● TAREFAS:
• a. Pode reproduzir o trecho do texto sobre Luis de Cernuda entre "Em 1927 edita" e "os outros poetas.", inclusive?
• b. Pode prosseguir o texto sobre Luis de Cernuda a partir do ponto em que termina?

● TEXTO DA PÁGINA:
※
Luis de Cernuda
Antologia Poética
Luis de Cernuda Bidon, nasceu em Madrid, a 21 de Setembro de 1902, vindo a falecer em Novembro 1963, no México. A sua infância terá sido silenciosa e solitária, entre pais austeros e duas irmãs mais velhas. Começa a escrever versos aos catorze anos, mas destrói todos os esboços poéticos da adolescência.
Em 1927 edita Perfil do ar, um conjunto de 23 poemas já publicados dois anos antes, na «Revista de Ocidente», por interferência de Pedro Salinas. O livro é mal recebido pela crítica (e o poeta não o vai esquecer), mas leva a que Cernuda venha a ser incluído na «generación de 27», nome dado ao grupo que se destacou quando do centenário da morte de Góngora, em Sevilha. Lorca, Alberti, Dámaso Alonso, Jorge Guillén e Pedro Salinas, encabeçados por Juan Rámon Jiménez, elegem Góngora como seu representante, um outro defensor da poesia pura, hipotético antecessor das formulações de Valéry. Cernuda, apenas espectador no momento, acaba por estabelecer laços de amizade com os outros poetas.
※
(Registos de um conjunto de dados)
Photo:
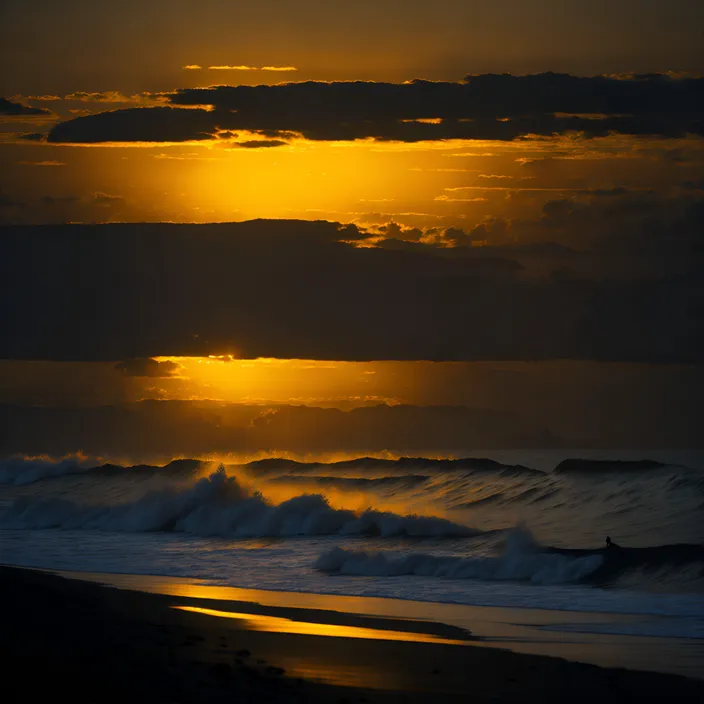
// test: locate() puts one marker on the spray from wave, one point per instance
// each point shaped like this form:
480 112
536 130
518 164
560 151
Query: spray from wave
218 505
521 560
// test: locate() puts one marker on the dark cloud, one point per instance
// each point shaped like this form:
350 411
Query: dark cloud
159 124
291 289
497 107
261 143
179 427
147 367
7 107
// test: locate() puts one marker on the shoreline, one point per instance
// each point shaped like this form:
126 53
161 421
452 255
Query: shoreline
605 639
92 641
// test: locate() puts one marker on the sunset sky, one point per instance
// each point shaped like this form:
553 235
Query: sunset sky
493 204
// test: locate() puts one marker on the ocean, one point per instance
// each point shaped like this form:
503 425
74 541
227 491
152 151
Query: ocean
519 529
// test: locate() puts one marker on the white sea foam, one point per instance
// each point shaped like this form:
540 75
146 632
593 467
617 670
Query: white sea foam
521 561
218 506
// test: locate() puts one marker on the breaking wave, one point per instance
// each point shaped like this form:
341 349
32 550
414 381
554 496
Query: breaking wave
219 506
18 471
521 561
375 464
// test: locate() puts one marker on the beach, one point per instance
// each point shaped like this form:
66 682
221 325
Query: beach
89 642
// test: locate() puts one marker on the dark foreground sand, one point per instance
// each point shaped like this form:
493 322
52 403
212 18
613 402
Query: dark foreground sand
64 639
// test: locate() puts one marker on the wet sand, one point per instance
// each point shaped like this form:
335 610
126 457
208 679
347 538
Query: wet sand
90 643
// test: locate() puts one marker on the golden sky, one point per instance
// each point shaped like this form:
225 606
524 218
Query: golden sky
550 217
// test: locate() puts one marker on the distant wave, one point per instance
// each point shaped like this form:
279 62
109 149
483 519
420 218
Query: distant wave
219 506
474 464
19 471
351 482
656 560
520 561
523 560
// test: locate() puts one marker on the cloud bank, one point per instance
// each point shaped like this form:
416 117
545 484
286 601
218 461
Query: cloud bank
298 289
488 107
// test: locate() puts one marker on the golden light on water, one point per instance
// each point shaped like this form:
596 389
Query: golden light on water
277 624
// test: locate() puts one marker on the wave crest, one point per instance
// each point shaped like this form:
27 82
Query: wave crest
218 505
520 561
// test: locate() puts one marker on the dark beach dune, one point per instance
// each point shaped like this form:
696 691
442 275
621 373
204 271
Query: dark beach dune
75 640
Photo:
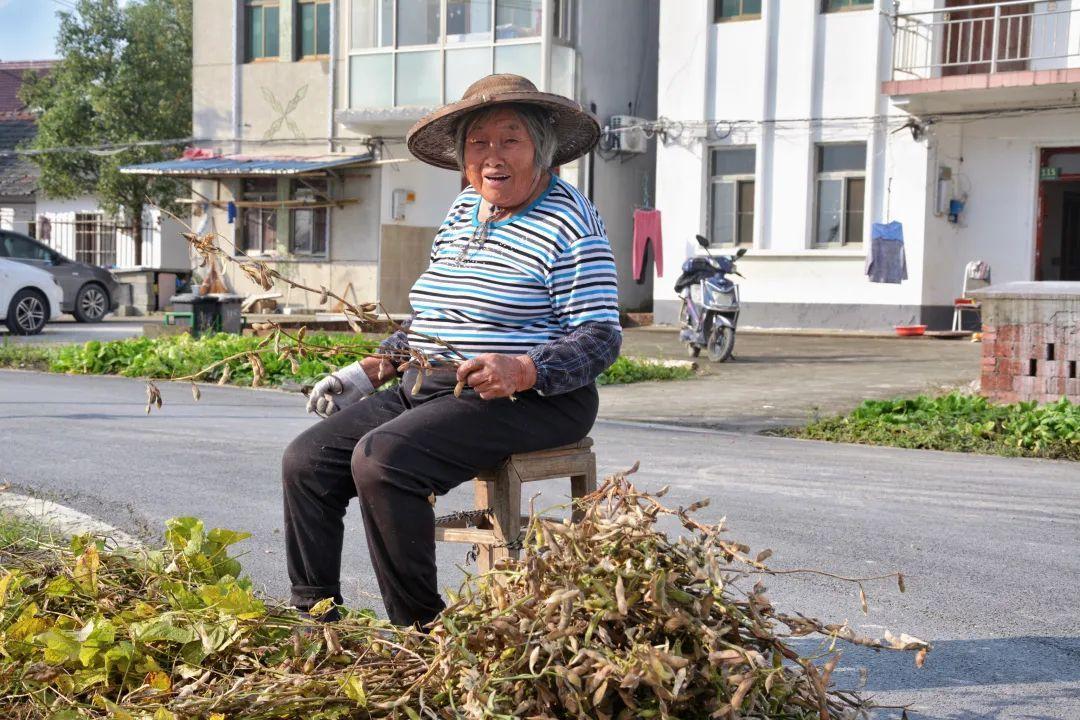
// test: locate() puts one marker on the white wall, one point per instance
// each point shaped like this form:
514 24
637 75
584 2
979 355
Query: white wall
682 79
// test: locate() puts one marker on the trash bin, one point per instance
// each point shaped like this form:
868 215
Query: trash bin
202 310
231 321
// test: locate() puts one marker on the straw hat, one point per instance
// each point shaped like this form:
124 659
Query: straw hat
432 138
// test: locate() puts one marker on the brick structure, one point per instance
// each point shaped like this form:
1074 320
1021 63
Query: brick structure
1030 341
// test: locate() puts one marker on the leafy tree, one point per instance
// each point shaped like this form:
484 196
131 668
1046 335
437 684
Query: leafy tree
124 76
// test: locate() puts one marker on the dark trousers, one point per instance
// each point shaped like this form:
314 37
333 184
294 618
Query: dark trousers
393 450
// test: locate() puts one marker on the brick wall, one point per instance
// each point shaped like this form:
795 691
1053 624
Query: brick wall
1031 343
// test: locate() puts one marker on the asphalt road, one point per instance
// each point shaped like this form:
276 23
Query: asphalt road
987 544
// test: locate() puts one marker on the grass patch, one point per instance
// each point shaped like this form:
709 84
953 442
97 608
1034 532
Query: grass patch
632 369
176 356
956 422
25 356
19 533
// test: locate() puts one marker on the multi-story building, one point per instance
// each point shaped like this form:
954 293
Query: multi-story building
791 127
302 106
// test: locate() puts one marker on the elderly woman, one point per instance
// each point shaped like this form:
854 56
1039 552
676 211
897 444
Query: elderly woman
522 283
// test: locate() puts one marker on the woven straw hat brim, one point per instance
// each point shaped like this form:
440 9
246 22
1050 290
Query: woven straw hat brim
432 138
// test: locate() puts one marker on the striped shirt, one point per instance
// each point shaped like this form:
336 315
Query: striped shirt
538 275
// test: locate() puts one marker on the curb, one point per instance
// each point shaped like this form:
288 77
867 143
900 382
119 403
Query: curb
65 519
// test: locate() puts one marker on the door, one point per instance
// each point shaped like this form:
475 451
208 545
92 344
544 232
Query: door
1070 236
968 40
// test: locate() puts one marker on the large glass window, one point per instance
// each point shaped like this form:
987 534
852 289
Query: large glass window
464 67
736 10
834 5
370 81
259 218
310 225
517 18
418 80
841 192
260 19
468 21
313 28
520 59
418 22
731 195
373 24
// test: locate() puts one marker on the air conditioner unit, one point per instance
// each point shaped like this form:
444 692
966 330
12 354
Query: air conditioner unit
629 134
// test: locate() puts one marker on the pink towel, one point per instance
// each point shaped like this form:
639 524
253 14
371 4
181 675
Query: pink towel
647 228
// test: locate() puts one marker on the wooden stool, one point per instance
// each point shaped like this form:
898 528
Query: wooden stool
496 524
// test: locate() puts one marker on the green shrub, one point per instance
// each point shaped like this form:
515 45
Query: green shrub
183 355
958 422
631 369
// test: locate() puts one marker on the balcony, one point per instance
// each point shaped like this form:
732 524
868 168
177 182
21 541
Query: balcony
982 55
407 57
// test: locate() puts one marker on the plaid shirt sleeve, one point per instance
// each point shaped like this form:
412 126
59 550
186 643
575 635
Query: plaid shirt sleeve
576 360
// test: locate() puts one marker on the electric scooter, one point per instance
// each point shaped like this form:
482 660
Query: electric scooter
710 311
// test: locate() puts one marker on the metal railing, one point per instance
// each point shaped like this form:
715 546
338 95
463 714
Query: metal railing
96 241
989 37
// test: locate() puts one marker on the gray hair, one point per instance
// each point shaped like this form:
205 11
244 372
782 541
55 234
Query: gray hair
537 122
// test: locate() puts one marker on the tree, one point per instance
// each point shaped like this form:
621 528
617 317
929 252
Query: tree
124 76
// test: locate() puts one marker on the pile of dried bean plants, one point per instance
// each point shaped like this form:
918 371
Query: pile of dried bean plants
606 619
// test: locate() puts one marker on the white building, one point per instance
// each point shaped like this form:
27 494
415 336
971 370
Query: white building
792 126
304 106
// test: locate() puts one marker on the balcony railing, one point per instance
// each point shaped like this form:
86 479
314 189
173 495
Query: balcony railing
990 37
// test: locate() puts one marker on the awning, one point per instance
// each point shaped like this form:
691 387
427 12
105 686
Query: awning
250 165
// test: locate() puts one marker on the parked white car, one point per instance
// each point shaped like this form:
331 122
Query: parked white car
29 297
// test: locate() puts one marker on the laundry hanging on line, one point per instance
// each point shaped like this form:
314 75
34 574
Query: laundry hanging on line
646 229
886 262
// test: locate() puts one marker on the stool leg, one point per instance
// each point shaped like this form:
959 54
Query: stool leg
503 497
581 486
483 493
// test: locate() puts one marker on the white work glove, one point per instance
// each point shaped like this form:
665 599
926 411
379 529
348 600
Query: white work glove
339 390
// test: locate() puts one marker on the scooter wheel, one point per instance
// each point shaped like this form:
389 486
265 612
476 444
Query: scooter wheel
721 342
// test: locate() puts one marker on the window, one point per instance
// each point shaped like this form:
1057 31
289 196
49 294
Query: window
736 10
731 195
418 22
260 18
373 24
309 223
837 5
562 21
313 28
259 225
841 190
468 21
517 18
95 241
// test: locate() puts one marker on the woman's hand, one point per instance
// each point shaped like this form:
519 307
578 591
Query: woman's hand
378 370
495 375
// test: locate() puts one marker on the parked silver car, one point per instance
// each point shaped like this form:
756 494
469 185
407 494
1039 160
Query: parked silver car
90 293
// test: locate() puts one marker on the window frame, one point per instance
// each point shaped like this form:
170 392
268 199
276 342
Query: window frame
309 187
246 195
490 43
739 180
248 54
851 7
298 39
845 177
742 16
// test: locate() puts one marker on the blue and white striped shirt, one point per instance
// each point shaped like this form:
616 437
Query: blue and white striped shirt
539 275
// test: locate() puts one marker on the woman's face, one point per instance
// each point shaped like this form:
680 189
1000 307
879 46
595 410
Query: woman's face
499 159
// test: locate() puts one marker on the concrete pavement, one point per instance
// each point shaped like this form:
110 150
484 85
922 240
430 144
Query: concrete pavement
988 544
786 379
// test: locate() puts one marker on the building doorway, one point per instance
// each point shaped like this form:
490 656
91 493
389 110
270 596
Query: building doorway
1057 238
※
● RESPOSTAS FINAIS:
• a.
Em 1927 edita Perfil do ar, um conjunto de 23 poemas já publicados dois anos antes, na «Revista de Ocidente», por interferência de Pedro Salinas. O livro é mal recebido pela crítica (e o poeta não o vai esquecer), mas leva a que Cernuda venha a ser incluído na «generación de 27», nome dado ao grupo que se destacou quando do centenário da morte de Góngora, em Sevilha. Lorca, Alberti, Dámaso Alonso, Jorge Guillén e Pedro Salinas, encabeçados por Juan Rámon Jiménez, elegem Góngora como seu representante, um outro defensor da poesia pura, hipotético antecessor das formulações de Valéry. Cernuda, apenas espectador no momento, acaba por estabelecer laços de amizade com os outros poetas.

• b.
Depois intitulados Primeiros Versos, aqueles poemas revelam já algumas das características próprias que se irão desenvolver na obra posterior: o diálogo formal com os grandes do «siglo de oro», como Garcilaso, e temático com os franceses Reverdy e Mallarmé, depois substituídos pelos surrealistas, Éluard, Breton e Aragon em Um rio, um amor de 1929. Neste ano, Cernuda está em Toulouse como leitor, a primeira das viagens que acabarão por se transformar em exílio.
Dois anos depois começa Os prazeres proibidos. Ao abandono do automatismo inconsciente corresponde um aumento do tom lírico. Mantém, no entanto, algumas das técnicas surrealistas, e os versos tornam-se mais longos. Sob o tema do amor expõe e defende a vivência dolorosa da homossexualidade, explorando a dicotomia entre o desejo de posse e a distância relativamente ao objecto amado: «Aproximava apenas um corpo interrogante,/ Porque ignorava que o desejo é uma pergunta/ Cuja resposta não existe.» («Não Dizia Palavras»).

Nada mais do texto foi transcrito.